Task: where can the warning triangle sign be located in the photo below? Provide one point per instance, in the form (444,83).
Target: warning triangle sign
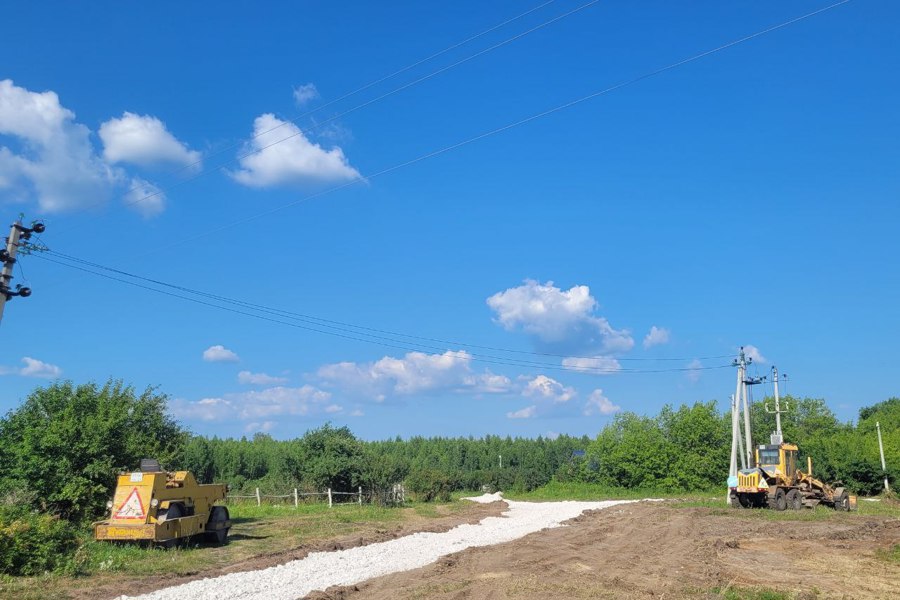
(132,508)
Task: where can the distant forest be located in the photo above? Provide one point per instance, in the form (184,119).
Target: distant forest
(62,448)
(679,449)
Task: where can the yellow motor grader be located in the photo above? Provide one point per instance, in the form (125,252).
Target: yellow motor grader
(159,507)
(777,483)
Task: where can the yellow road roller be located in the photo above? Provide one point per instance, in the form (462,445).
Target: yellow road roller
(159,507)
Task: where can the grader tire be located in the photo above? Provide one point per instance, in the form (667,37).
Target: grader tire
(780,500)
(842,501)
(215,535)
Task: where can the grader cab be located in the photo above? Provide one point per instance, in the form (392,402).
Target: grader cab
(156,506)
(777,483)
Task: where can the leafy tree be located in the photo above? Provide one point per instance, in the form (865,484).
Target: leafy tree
(65,444)
(331,458)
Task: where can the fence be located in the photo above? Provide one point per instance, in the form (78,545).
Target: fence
(297,495)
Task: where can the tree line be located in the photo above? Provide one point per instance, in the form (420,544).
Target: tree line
(61,449)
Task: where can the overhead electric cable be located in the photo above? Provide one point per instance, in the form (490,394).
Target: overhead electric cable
(373,83)
(369,338)
(504,128)
(221,166)
(299,132)
(357,329)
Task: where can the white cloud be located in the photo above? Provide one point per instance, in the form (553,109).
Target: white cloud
(598,403)
(55,160)
(656,336)
(145,198)
(548,389)
(415,373)
(754,354)
(248,378)
(143,140)
(257,405)
(280,154)
(263,427)
(33,368)
(304,93)
(694,372)
(557,318)
(526,413)
(219,353)
(599,365)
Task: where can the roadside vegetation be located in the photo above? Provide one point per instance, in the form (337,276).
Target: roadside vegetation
(61,450)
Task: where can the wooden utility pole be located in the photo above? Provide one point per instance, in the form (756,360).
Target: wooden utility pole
(18,234)
(887,488)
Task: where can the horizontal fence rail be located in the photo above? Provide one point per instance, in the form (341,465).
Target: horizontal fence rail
(296,495)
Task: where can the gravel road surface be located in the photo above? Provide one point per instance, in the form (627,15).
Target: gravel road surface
(320,570)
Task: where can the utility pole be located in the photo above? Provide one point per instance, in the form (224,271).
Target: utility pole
(741,364)
(749,381)
(741,393)
(887,488)
(777,437)
(18,236)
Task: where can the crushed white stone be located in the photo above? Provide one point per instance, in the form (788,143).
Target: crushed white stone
(320,570)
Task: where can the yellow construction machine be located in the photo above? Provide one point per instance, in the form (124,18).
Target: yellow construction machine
(777,483)
(159,507)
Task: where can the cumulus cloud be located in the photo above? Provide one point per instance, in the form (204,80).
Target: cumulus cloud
(219,353)
(598,365)
(415,373)
(280,154)
(143,140)
(47,155)
(562,320)
(304,93)
(598,403)
(754,354)
(264,427)
(248,378)
(33,368)
(257,405)
(526,413)
(548,388)
(656,336)
(54,159)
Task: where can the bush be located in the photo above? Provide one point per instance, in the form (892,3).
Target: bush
(67,443)
(32,543)
(431,484)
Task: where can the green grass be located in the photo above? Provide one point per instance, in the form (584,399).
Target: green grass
(734,593)
(556,490)
(256,531)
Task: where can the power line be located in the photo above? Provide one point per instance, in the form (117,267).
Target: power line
(221,166)
(367,103)
(504,128)
(356,336)
(343,325)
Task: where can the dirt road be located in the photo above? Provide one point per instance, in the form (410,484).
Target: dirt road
(653,550)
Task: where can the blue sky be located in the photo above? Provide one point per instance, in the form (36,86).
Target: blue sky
(746,198)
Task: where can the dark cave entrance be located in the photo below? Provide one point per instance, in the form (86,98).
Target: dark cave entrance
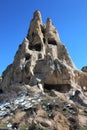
(52,42)
(63,88)
(36,47)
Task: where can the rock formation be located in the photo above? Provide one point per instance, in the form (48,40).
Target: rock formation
(43,63)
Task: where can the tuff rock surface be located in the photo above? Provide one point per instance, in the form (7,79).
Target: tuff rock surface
(42,86)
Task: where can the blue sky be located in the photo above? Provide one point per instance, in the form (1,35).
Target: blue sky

_Request:_
Arrange the lines from the one containing "Task: where can the rock" through the final line above, both included, as a Markdown table with the columns Row and Line. Number each row and leave out any blank lines.

_Written reply:_
| Row | Line |
|---|---|
| 1 | Task: where can the rock formation be located in the photo above? Provide one point per instance, in the form (48,40). |
| 2 | Target: rock formation |
| 3 | (43,63) |
| 4 | Task: where can the tuff rock surface be located in the photo above? Provide one point per instance, in the form (7,79). |
| 5 | Target: tuff rock surface |
| 6 | (42,86) |
| 7 | Task: where can the blue sky be located in the photo above? Provide one point per instance, in the form (1,35). |
| 8 | Target: blue sky |